Collection entries
○ ○ ○ ○

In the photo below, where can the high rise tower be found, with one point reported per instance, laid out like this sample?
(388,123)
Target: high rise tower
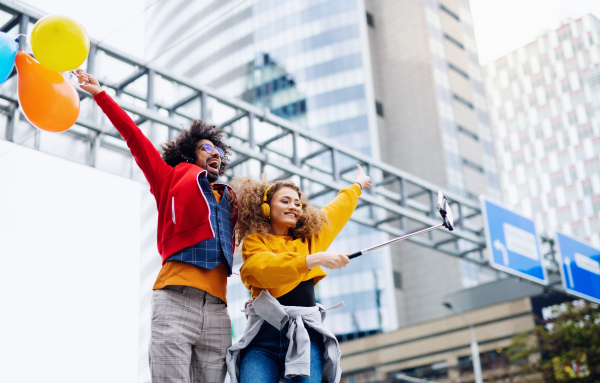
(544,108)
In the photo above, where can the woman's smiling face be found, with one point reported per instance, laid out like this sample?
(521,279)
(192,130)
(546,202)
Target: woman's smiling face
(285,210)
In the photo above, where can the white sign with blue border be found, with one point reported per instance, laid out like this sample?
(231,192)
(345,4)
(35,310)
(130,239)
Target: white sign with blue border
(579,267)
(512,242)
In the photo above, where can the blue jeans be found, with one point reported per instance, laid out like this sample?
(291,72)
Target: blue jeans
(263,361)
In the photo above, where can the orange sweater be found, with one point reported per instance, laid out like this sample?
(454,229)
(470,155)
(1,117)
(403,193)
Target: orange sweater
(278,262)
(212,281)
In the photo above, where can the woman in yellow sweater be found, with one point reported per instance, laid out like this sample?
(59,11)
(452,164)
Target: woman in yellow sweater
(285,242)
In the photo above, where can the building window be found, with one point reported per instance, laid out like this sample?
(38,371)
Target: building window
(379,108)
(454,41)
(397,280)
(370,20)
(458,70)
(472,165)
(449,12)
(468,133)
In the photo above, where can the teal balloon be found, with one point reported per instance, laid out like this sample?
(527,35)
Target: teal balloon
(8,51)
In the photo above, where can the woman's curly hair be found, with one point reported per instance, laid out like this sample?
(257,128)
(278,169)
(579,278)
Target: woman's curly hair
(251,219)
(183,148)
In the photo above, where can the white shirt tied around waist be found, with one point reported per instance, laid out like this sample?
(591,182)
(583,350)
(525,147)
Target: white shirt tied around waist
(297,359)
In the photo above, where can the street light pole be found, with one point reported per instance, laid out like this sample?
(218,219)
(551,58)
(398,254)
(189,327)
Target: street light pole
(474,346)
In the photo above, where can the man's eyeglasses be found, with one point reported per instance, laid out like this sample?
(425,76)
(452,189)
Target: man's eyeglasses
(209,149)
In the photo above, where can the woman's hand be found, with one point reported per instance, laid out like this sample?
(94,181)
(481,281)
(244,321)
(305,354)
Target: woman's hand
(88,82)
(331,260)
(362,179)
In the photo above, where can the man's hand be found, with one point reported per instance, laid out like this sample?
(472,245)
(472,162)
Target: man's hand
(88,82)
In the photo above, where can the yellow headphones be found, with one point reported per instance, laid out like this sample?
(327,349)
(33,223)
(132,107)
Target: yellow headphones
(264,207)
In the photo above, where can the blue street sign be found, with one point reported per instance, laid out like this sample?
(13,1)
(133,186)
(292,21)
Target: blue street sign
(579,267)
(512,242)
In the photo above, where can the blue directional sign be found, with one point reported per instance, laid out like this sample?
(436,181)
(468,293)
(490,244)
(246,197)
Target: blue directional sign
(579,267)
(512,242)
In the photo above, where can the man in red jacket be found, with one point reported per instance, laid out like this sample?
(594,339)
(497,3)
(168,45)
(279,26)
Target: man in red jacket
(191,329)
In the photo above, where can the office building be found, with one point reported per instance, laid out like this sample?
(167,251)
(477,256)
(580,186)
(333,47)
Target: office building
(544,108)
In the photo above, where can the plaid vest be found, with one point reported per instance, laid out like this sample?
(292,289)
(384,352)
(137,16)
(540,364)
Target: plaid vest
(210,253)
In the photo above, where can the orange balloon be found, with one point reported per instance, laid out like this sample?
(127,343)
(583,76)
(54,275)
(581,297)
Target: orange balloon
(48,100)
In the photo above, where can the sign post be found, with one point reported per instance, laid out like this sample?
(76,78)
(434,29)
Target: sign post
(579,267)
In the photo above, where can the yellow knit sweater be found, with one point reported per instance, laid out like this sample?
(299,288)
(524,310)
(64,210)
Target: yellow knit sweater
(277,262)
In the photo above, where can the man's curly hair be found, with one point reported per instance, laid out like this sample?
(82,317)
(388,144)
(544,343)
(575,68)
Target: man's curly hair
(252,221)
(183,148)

○ ○ ○ ○

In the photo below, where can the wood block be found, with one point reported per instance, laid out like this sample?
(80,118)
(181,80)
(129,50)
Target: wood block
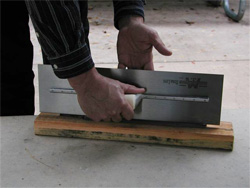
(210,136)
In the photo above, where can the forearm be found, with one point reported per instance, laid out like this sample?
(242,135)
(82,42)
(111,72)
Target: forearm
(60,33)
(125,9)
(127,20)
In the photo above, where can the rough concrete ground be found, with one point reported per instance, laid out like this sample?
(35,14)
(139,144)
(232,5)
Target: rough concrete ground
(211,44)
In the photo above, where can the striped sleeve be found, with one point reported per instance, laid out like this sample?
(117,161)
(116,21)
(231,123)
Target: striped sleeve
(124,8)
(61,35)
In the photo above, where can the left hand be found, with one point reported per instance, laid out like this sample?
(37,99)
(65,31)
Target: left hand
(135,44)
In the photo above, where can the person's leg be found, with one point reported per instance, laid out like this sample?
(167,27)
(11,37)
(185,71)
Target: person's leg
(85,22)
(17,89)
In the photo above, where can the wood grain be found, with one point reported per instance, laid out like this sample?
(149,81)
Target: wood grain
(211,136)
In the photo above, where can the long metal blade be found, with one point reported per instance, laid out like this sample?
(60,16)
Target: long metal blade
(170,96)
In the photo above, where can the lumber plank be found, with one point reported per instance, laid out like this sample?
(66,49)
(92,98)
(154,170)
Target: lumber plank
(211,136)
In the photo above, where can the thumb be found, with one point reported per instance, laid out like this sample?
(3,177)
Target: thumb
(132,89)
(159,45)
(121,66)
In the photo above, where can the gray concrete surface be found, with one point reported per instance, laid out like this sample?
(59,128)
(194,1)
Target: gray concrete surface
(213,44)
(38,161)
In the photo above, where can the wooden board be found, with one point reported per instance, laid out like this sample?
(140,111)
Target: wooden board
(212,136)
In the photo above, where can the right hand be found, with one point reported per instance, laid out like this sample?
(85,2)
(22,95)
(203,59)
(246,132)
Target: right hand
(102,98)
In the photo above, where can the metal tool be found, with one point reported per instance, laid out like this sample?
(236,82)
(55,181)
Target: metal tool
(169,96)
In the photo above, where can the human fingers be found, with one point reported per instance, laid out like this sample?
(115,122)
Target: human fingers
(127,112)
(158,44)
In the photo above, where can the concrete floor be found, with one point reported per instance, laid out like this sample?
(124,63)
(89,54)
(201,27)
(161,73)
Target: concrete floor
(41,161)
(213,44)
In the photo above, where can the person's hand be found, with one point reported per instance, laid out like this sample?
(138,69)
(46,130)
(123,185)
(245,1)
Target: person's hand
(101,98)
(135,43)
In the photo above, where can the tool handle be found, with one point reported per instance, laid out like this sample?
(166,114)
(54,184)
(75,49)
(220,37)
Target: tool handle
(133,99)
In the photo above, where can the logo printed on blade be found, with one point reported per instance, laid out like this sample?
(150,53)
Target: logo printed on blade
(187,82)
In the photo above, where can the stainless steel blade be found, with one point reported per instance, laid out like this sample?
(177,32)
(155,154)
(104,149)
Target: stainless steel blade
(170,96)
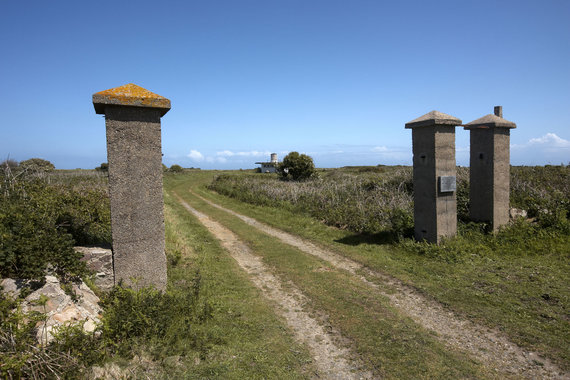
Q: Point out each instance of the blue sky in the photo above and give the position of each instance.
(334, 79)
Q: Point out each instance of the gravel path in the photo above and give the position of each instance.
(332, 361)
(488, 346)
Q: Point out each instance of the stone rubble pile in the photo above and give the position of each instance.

○ ○ ○ ○

● **Written exercise**
Return each line of the collection entries above that contains the string "sleeve", reproducing every such line in full.

● **Reply**
In the photo above, where can the striped sleeve be found, with one point reported per instance, laid out like this sample?
Target: striped sleeve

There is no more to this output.